• [SELECTED EXTRACT]:
□ □ □ □
The scene at Raisuli's headquarters was filmed at the castle of La Calahorra (Granada). The scene at Yellowstone National Park, where Roosevelt (Brian Keith) gives his grizzly bear speech was filmed in the Meseta Central, north of Madrid. These latter two locations would each re-appear in Milius' 1982 film Conan the Barbarian.

The Marines and sailors used in the Tangier attack scene were Spanish special forces troops, along with a handful of U. S. Marine Corps and United States Navy personnel from the naval base in Rota (Cádiz), who marched with precision through the streets of Seville and Almería en route to the Bashaw's palace.

According to Milius, virtually all of the film's stunts were performed by Terry Leonard. Leonard was the stunt coordinator and did some of the stunts and also has a minor part as Roosevelt's boxing opponent early in the film. Milius claims that only four American stunt men were used in the entire final battle scene; the number of Spanish stunt men was close to twenty throughout the filming. He and Leonard defended the film against criticism for alleged animal cruelty, claiming that not a single horse was seriously hurt during filming. While filming this scene, Antoine Saint-John revealed himself to be terrified of horses, and would often hide somewhere on the set when his sword fight with Connery was to be filmed.

===Music===
The score to The Wind and the Lion was composed and conducted by Jerry Goldsmith. True to the style of such Golden Age scores as Maurice Jarre's Lawrence of Arabia, Goldsmith used a diverse ensemble that relied heavily upon a large percussion section and a variety of Moroccan instrumentation. The music went on to earn Goldsmith an Academy Award nomination, though he lost to fellow composer John Williams for Jaws. It is often regarded as one of the best scores of his career and was one of the American Film Institute's 250 nominees for the top 25 American film scores.

==Reception==

A marquee advertising the film in Boston

The Wind and the Lion debuted in New York during May 1975 and Britain in October. The film was a financial success, though Steven Spielberg's hit film Jaws distracted attention away from it.

===Critical response===
On Rotten Tomatoes, the film has an approval rating of 63% based on reviews from 16 critics. On Metacritic the film has a score of 69% based on reviews from 9 critics, indicating "generally favorable reviews".

Variety called it "Generally literate and very commercial period action drama, well written and better directed by John Milius."

Shortly after its release, the film was screened for U.S. President Gerald Ford and his staff, who reportedly loved it.

===Awards and nominations===
At the 48th Academy Awards, the film was nominated for Best Original Score (Jerry Goldsmith) and Best Sound (Harry W. Tetrick, Aaron Rochin, William McCaughey, Roy Charman). The film was also nominated for the BAFTA Award for Best Original Music at the 29th British Academy Film Awards and the Grammy Award for Best Score Soundtrack for Visual Media at the 18th Annual Grammy Awards. Additionally, Milius' screenplay was nominated for the Writers Guild of America Award for Best Drama Written Directly for the Screen at the 28th Writers Guild of America Awards.

==Novelization==
A novelization was published by Award Books in January 1975. Based on the screenplay, the story is slightly different from the finished film, with several additional scenes (notably, Eden Pedecaris taking a bath at Raisuli's palace and Samuel R. Gummeré watching the Atlantic Squadron arrive in Tangier) included, and the story's chronology is slightly different. The first printing included a chapter about production events and brief biographies of the cast and crew.

==Home media==
It was released in 1991 on LaserDisc from Warner Home Video in a letterboxed format.

In Region 1, Warner Home Video released the film on DVD on January 6, 2004, featuring a brief production featurette, the theatrical trailer, and a commentary by Milius. Sony Pictures Home Entertainment has released a bare-bones DVD in Australia (R4) and in several European markets (Region 2), notably Germany, though not yet in the United Kingdom (the Sony release is English-friendly though).

A Blu-ray edition of the film from the Warner Archive Collection was released on April 29, 2014.
□ □ □ □
• [EXTRACTED ENTRIES]:
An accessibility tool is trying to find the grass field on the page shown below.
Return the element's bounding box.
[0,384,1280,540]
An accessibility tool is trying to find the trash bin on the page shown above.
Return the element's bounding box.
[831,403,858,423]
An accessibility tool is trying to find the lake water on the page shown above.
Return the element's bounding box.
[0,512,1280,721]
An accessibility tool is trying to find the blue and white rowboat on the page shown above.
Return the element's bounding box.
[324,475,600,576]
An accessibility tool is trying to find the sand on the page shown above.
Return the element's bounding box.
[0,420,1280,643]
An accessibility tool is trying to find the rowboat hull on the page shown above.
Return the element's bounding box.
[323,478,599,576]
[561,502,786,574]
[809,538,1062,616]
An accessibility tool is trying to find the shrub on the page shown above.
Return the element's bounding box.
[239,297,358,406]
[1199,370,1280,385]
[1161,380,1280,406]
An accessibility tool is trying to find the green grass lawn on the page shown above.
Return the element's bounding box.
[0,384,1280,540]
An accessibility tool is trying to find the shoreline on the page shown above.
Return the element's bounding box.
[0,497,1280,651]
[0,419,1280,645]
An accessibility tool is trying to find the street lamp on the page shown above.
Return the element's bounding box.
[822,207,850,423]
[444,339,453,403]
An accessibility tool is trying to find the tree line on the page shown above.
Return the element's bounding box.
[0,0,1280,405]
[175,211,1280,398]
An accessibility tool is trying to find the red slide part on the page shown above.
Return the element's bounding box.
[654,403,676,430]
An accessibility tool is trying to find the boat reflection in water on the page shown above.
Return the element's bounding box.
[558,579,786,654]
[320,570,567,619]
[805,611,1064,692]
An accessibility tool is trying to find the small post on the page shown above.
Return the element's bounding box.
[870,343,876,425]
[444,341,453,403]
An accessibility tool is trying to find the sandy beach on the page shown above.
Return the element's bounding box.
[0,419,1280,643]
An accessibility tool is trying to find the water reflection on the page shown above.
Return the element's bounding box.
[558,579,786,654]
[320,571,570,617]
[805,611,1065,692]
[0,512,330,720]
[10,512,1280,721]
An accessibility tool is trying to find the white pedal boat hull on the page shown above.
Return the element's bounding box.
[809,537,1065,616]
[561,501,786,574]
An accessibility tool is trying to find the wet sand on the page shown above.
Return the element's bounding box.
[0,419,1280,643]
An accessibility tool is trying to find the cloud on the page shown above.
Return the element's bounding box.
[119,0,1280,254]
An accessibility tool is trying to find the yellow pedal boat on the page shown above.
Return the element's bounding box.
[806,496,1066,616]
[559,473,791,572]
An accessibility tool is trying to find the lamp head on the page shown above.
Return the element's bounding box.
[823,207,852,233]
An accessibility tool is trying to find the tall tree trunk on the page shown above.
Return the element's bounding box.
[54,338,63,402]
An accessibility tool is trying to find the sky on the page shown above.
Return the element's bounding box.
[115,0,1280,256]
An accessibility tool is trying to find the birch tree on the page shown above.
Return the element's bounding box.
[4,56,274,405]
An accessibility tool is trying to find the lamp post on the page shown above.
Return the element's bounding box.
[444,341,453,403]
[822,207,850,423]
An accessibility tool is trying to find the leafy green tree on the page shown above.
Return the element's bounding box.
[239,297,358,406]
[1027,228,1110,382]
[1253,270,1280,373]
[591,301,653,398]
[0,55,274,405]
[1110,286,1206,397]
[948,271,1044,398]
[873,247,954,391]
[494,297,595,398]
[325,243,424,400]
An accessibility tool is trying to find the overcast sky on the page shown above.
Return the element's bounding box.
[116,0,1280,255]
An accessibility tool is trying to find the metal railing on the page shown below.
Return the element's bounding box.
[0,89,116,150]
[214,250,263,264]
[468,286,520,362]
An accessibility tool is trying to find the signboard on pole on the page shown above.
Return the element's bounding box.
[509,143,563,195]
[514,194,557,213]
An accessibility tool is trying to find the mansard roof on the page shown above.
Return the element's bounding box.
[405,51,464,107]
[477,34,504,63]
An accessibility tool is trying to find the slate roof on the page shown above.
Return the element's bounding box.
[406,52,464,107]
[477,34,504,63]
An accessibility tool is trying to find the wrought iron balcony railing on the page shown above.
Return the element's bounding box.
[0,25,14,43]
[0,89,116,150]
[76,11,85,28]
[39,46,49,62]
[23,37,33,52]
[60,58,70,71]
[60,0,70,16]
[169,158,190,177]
□ □ □ □
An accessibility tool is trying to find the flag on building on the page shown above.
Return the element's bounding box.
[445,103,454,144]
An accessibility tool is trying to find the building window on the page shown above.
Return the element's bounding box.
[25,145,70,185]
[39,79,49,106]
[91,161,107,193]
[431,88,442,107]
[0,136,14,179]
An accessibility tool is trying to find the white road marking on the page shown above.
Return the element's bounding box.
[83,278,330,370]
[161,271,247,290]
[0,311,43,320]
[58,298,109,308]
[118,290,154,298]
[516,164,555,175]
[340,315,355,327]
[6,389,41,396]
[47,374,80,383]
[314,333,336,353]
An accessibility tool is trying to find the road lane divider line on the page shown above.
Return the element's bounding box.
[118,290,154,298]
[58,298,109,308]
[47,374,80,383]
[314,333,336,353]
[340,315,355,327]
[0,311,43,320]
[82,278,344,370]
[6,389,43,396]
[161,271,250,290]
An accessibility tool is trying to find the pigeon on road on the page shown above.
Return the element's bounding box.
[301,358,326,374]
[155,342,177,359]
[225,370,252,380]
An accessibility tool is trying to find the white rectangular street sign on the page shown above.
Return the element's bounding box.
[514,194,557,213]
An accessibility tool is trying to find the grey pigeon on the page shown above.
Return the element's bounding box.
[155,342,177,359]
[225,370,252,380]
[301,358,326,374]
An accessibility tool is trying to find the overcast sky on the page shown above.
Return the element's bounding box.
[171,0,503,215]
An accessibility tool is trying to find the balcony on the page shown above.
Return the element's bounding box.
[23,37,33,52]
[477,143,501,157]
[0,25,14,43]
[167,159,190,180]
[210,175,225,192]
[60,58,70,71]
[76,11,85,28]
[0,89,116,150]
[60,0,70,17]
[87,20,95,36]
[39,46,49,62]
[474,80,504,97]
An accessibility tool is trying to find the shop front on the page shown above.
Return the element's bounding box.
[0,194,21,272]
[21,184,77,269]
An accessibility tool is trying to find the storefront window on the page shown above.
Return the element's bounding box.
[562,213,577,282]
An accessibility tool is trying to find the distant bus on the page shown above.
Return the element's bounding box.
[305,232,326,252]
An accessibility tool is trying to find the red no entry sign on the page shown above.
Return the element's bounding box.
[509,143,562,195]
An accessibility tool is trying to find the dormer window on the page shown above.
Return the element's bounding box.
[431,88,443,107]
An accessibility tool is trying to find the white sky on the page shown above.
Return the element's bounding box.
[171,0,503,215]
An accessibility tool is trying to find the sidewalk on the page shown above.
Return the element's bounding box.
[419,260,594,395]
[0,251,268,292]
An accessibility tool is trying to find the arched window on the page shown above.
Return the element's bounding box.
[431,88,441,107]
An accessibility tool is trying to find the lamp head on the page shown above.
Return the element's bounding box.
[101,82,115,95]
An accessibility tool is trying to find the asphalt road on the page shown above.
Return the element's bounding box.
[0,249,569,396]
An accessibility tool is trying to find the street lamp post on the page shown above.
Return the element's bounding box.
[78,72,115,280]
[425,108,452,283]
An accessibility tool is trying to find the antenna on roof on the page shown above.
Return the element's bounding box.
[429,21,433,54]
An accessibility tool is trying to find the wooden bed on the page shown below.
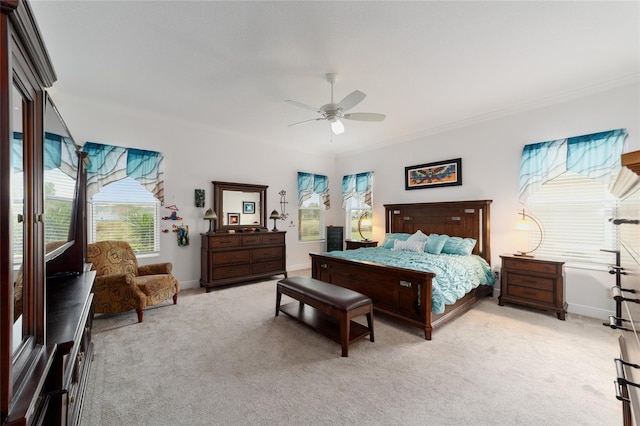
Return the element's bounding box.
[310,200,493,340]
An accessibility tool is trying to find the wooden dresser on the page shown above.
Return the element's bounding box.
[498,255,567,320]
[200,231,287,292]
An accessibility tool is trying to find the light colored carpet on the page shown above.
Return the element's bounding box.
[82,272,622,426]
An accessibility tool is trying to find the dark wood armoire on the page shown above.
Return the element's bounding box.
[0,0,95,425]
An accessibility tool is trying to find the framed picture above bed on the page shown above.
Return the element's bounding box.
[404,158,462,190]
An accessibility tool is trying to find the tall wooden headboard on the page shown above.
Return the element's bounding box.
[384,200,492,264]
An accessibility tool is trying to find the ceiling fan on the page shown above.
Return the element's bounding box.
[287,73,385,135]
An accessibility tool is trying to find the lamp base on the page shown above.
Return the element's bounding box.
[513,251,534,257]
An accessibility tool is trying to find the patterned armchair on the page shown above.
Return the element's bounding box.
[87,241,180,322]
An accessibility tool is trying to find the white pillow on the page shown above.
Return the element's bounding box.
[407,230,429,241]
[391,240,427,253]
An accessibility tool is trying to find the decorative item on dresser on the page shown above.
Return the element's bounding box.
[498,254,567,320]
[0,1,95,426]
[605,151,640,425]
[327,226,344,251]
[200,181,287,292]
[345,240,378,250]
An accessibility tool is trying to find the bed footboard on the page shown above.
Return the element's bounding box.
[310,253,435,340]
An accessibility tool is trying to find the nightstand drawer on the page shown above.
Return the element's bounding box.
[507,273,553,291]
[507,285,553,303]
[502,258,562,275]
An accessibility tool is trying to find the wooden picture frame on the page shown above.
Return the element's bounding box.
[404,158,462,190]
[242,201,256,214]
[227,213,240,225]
□ □ □ □
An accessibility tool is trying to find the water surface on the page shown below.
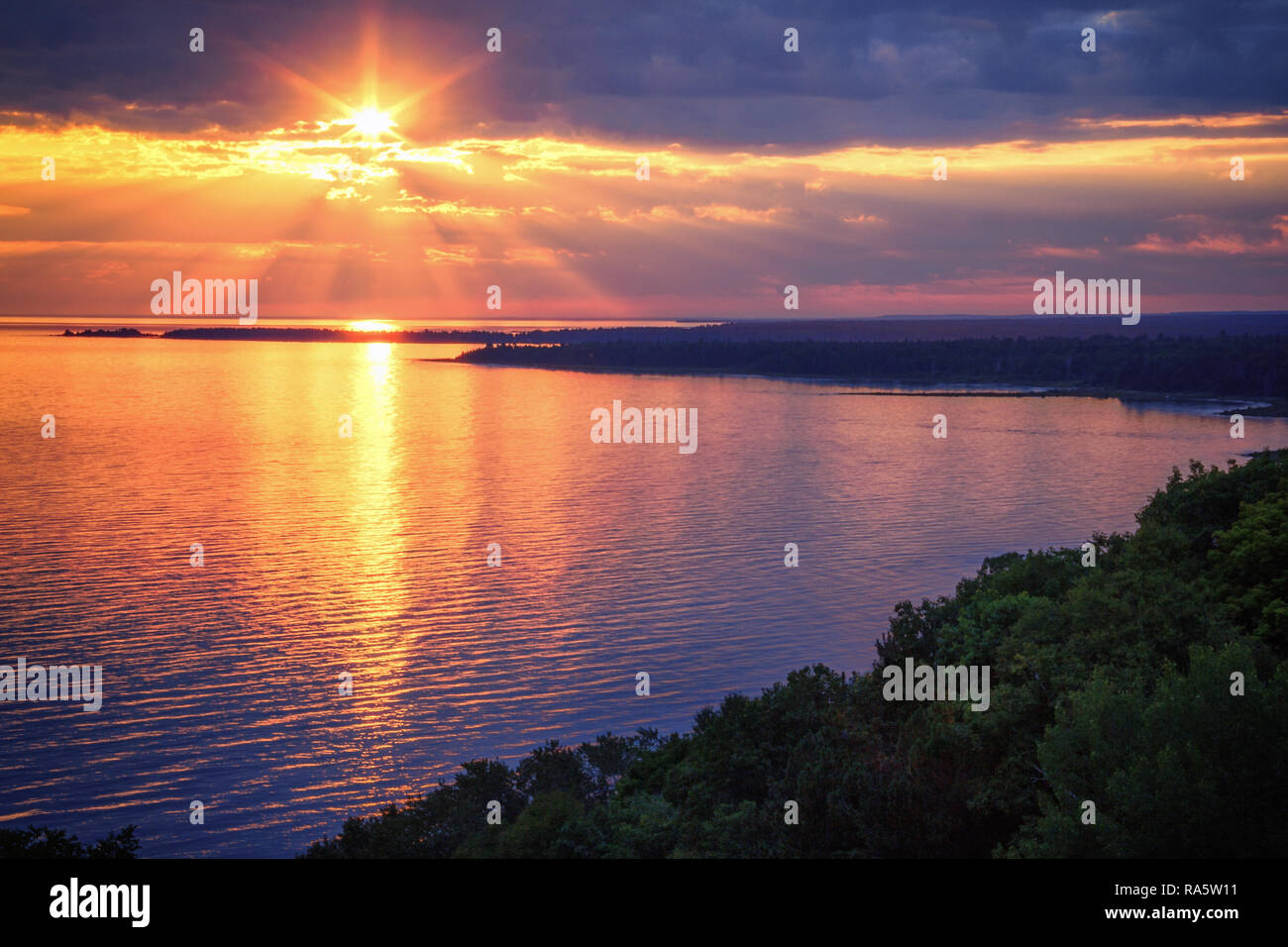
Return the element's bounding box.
□ □ □ □
• [LIST OF TASKS]:
(A) According to the passage on The Wind and the Lion, where was the scene at Raisuli's headquarters filmed?
(B) List every nomination the passage on The Wind and the Lion gives under its "Awards and nominations" header.

• [EXPECTED RESULTS]:
(A) At the castle of La Calahorra (Granada).

(B)
- Best Original Score (Jerry Goldsmith), 48th Academy Awards
- Best Sound (Harry W. Tetrick, Aaron Rochin, William McCaughey, Roy Charman), 48th Academy Awards
- BAFTA Award for Best Original Music, 29th British Academy Film Awards
- Grammy Award for Best Score Soundtrack for Visual Media, 18th Annual Grammy Awards
- Writers Guild of America Award for Best Drama Written Directly for the Screen (Milius' screenplay), 28th Writers Guild of America Awards